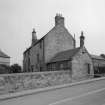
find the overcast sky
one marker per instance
(18, 17)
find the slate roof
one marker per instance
(97, 57)
(2, 54)
(65, 55)
(52, 30)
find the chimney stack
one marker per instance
(82, 39)
(34, 37)
(59, 20)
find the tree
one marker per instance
(16, 68)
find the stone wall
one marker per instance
(24, 81)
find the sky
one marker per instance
(19, 17)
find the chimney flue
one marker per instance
(82, 39)
(59, 20)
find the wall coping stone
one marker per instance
(51, 88)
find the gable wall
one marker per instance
(79, 64)
(31, 62)
(57, 40)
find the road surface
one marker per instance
(79, 94)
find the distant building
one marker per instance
(57, 51)
(4, 59)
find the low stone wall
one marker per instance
(24, 81)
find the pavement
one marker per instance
(80, 95)
(96, 97)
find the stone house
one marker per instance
(77, 60)
(57, 51)
(41, 51)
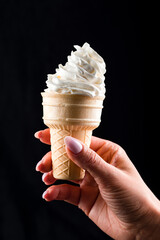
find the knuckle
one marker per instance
(91, 158)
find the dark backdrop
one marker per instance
(36, 36)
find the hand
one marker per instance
(112, 193)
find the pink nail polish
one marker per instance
(74, 145)
(43, 195)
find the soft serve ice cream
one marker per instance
(83, 74)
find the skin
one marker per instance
(112, 193)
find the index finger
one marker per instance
(43, 136)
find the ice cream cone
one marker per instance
(69, 115)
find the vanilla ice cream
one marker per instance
(83, 74)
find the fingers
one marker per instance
(43, 136)
(45, 165)
(48, 178)
(64, 192)
(87, 159)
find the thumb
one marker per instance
(88, 159)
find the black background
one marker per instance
(36, 36)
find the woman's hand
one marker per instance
(112, 193)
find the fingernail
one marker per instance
(38, 134)
(74, 145)
(43, 195)
(43, 176)
(38, 164)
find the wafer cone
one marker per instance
(69, 115)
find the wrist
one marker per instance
(151, 227)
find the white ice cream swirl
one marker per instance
(83, 74)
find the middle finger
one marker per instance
(45, 165)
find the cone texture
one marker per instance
(69, 115)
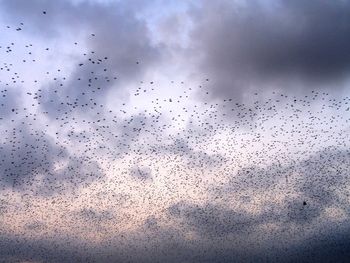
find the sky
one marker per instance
(174, 131)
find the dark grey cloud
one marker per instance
(119, 49)
(254, 46)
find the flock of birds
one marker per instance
(59, 135)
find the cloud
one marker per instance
(119, 49)
(254, 46)
(141, 173)
(30, 160)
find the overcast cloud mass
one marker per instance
(174, 131)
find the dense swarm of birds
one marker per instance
(59, 136)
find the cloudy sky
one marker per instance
(174, 131)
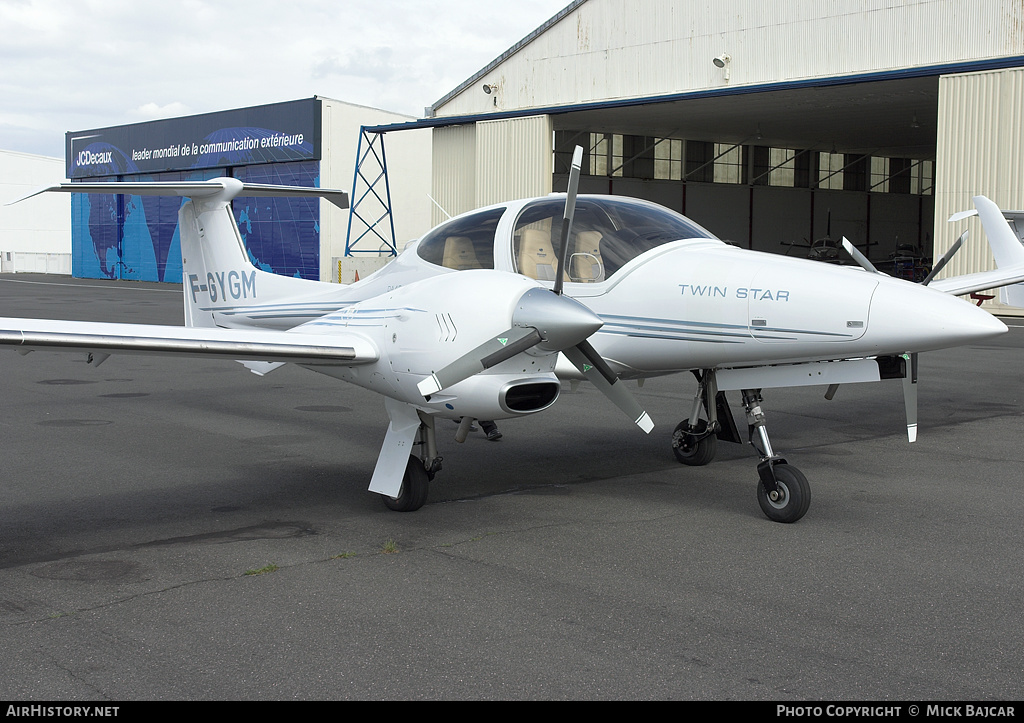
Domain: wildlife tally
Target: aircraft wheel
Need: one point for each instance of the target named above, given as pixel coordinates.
(690, 450)
(795, 496)
(415, 484)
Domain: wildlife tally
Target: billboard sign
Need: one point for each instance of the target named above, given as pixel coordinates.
(275, 133)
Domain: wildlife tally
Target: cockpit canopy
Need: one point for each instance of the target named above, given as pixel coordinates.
(607, 232)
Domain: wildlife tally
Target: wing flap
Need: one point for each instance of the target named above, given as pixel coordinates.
(257, 344)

Job
Reproduce the material from the line holding "find the dark grey cloud" through the end of the material, inclusive, with the requests as well, and shift every coordinate in the answers by adding 131 to each number. Omit the pictures.

Final result
find the dark grey cloud
one marker per instance
(250, 180)
(385, 177)
find the flock of birds
one marker per instance
(190, 266)
find the cloud
one marker per instance
(250, 180)
(385, 177)
(272, 304)
(161, 291)
find the overcast cloud mass
one marker per instance
(305, 262)
find the dense swarm of birds
one marker per instance
(190, 267)
find the cloudy sky
one marker per instance
(305, 262)
Domain: wildlife tally
Target: aircraft wheel
Need: one point for each instance of the target named above, given as pixel coordinates.
(821, 581)
(926, 627)
(546, 615)
Domain: wildlife tally
Target: billboard sign
Need: one point for each instance of the target named above, given as pixel coordinates.
(406, 264)
Domain: wildlife tally
Target: cockpit canopy
Need: one point for each instance of the target named above, given as pixel coordinates.
(738, 363)
Domain: wildlife tally
Target: wing flap
Need: one point for each instance of the target named above, given as pixel coordinates.
(388, 475)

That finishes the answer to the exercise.